Challenge
Please name the organization for which the paper behind the essay on the end of centrist politics was written.

Beyond (this) democracy I: The end of centrist politics

Hanno Burmester
7 min readApr 2, 2018

Centrist politics will regain legitimacy once it starts tackling the systemic challenges we face. It will continue to fall apart as long as it denies this responsibility, and basically acts as one conservative bastion. This is the first of five sketches on a new democratic purpose. These thoughts are drawn from a paper I wrote for Das Progressive Zentrum, and they will be part of a book I am currently writing.

A fundamental crisis

We are faced with an increasing understanding that the Western post-War model of organising democracy and the market is in fundamental crisis:

· The globalized economy has created an abundance of material wealth for Western democracies. At the same time, it is fundamentally altering the self-regulation of the eco-system. This is not only putting humanity’s survival at stake, but also leads to the extinction of thousands of species each year.[1] Despite some political efforts to curb in the emissions of CO2 and greenhouse gases, all industrialised democratic countries still significantly overconsume natural resources. This overconsumption’s consequences tend to be externalised outside the developed world, falling disproportionately on those parts of the globe that act in accordance with the ecosystem’s boundaries.

Provided data
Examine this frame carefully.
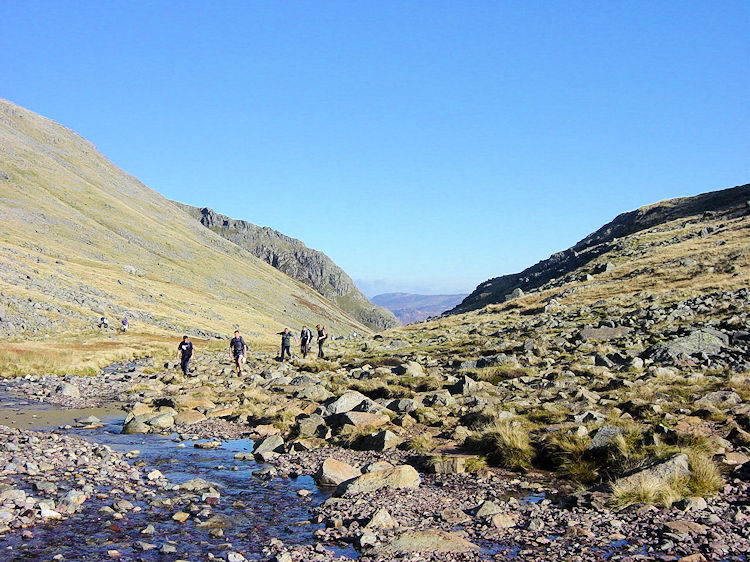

Complete answer
Das Progressive Zentrum